Short task -> Pick out and copy every line of the records below that contains the string "surface". Case counts.

The data ->
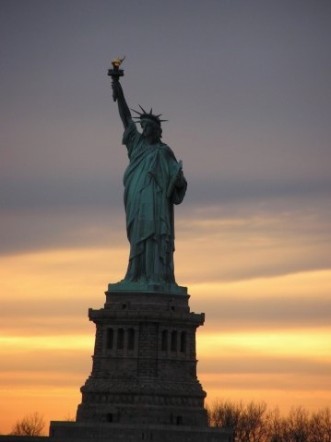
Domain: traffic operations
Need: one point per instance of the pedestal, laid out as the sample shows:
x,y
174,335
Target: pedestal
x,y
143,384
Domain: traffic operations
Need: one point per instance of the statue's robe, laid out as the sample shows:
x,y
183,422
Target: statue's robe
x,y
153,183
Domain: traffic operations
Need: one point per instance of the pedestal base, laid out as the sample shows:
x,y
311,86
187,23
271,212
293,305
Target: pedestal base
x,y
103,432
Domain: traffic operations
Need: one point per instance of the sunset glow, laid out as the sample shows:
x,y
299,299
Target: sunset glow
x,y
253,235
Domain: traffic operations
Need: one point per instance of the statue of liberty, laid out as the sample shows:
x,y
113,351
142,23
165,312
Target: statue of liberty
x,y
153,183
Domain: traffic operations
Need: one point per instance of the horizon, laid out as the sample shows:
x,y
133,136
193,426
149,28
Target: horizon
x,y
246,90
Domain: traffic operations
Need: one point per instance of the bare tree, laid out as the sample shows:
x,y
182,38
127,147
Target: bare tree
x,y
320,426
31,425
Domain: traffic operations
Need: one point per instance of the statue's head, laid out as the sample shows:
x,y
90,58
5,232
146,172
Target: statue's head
* * *
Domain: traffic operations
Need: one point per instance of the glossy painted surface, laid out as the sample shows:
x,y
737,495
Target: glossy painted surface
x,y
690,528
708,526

The completed task ->
Need: one point per instance of the glossy painted surface, laid out as the sample shows:
Target: glossy painted surface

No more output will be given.